Your task is to copy every line of this material exactly.

**DATA TO USE**

★ ★ ★

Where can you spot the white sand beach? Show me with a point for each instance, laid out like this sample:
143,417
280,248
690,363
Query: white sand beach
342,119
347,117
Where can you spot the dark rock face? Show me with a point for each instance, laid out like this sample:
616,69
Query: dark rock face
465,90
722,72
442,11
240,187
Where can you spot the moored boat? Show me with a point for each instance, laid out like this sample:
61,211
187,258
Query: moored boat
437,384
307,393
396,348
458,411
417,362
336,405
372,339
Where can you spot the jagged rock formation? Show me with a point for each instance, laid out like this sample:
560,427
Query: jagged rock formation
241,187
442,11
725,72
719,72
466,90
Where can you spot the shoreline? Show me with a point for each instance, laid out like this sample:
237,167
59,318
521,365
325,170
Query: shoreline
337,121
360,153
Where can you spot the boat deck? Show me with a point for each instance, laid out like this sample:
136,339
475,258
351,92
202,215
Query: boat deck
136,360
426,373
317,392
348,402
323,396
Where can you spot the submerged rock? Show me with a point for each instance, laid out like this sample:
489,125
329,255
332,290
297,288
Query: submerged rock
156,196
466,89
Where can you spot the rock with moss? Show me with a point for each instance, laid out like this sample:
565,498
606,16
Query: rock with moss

★ ★ ★

**PROBLEM SOLUTION**
Where can you spot the white sand beach? Show me with a point for each instance, laid out like this sample:
143,417
280,248
690,363
Query: white sand beach
342,119
347,117
Where can you spot the dark rock face? Show me with a point for each instance, laid out like this sample:
616,69
Query: dark rock face
465,90
722,72
442,11
240,187
Where can you spot the moored boat? Show me with a point for each instance, laid out like this sample:
61,211
187,258
Query: moored boat
437,384
307,393
396,348
458,411
417,362
336,405
372,339
Where can you spot the jagged rock formation? Show me with a point for each instance, laid out like this sample:
560,427
Query: jagged rock formation
241,187
442,11
725,72
719,72
466,90
Where can you spot the shoreline? Show me with a point for each instance, laid out like this sample:
237,167
59,318
521,365
325,170
Query: shoreline
337,121
360,153
Where can you spot the boat deck? Show me with a point for each instance, laid out like this sample:
136,339
475,258
351,92
202,215
Query: boat deck
136,360
426,373
317,392
348,402
323,396
Where can you spot the submerged rock? Show me with a point for each instance, laid out like this sample:
489,125
329,255
332,290
297,288
Query: submerged rock
156,196
466,89
Where can you spot the rock with moss? Show me with a point for each instance, laid out like this sample:
565,498
606,16
Query: rock with moss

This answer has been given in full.